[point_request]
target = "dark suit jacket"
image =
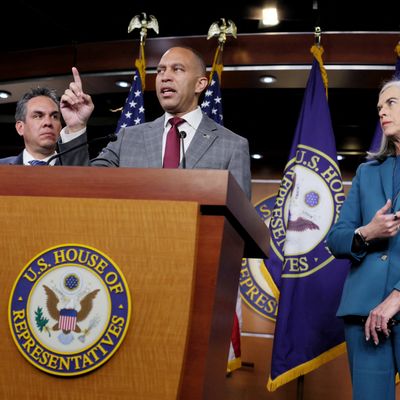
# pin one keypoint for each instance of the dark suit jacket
(71, 158)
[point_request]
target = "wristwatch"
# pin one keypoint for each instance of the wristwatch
(360, 239)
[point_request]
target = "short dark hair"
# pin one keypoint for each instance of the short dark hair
(20, 112)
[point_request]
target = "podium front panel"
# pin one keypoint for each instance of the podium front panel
(153, 243)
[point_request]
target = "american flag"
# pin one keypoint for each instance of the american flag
(212, 103)
(133, 111)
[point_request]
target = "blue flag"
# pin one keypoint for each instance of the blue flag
+-------+
§ **WHAT THE EXERCISE ASKS**:
All lines with the word "target" must be located in the data and copied.

§ **OUTPUT OF THE EXERCISE**:
target = "dark suit jacket"
target = "wristwatch"
target = "short dark hair"
target = "podium front panel"
target = "american flag"
target = "blue flag"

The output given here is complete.